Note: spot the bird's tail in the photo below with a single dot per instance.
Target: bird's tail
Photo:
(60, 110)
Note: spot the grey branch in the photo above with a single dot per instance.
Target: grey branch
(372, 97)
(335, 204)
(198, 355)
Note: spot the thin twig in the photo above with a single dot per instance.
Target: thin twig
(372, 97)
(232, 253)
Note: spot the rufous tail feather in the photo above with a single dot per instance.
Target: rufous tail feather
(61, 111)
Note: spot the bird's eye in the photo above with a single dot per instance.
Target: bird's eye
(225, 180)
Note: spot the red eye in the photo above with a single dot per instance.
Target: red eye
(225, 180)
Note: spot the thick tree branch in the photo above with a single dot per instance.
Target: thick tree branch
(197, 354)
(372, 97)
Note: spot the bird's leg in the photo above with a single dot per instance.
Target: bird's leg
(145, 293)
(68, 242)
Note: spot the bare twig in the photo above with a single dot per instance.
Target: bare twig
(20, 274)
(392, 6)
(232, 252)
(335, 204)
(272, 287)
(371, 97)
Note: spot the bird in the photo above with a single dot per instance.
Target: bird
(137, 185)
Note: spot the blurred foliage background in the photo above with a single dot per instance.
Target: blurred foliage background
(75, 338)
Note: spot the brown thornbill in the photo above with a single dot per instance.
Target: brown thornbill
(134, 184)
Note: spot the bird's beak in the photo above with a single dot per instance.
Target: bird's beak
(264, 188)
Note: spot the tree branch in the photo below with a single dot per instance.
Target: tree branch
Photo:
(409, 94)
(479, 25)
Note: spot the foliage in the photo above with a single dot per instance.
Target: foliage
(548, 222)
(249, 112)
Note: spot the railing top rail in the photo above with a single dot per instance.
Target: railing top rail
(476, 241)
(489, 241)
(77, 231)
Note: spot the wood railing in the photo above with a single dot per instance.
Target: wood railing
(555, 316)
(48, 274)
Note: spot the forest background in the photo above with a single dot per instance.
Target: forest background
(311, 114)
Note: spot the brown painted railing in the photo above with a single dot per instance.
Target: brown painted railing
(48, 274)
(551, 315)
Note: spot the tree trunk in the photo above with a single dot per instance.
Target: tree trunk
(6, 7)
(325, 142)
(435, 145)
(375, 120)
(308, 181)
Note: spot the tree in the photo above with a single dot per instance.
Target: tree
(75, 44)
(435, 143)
┄┄┄┄┄┄
* PROBLEM DESCRIPTION
Extract the lines above from the one containing "Note: spot the forest" to the last line, both included, exactly as written.

* RIGHT ANSWER
Note: spot the forest background in the photo above with a single dot per instance.
Target: forest background
(311, 114)
Note: spot the brown painted railing in the photo above with a single dot per instance.
Target: brown painted railing
(48, 274)
(551, 315)
Note: spot the tree trunk in the photo above with a single dot per instance.
Target: tree trunk
(6, 7)
(325, 142)
(435, 145)
(375, 120)
(308, 181)
Note: spot the tree in the photo above with a single dot per instance.
Target: tree
(75, 44)
(435, 143)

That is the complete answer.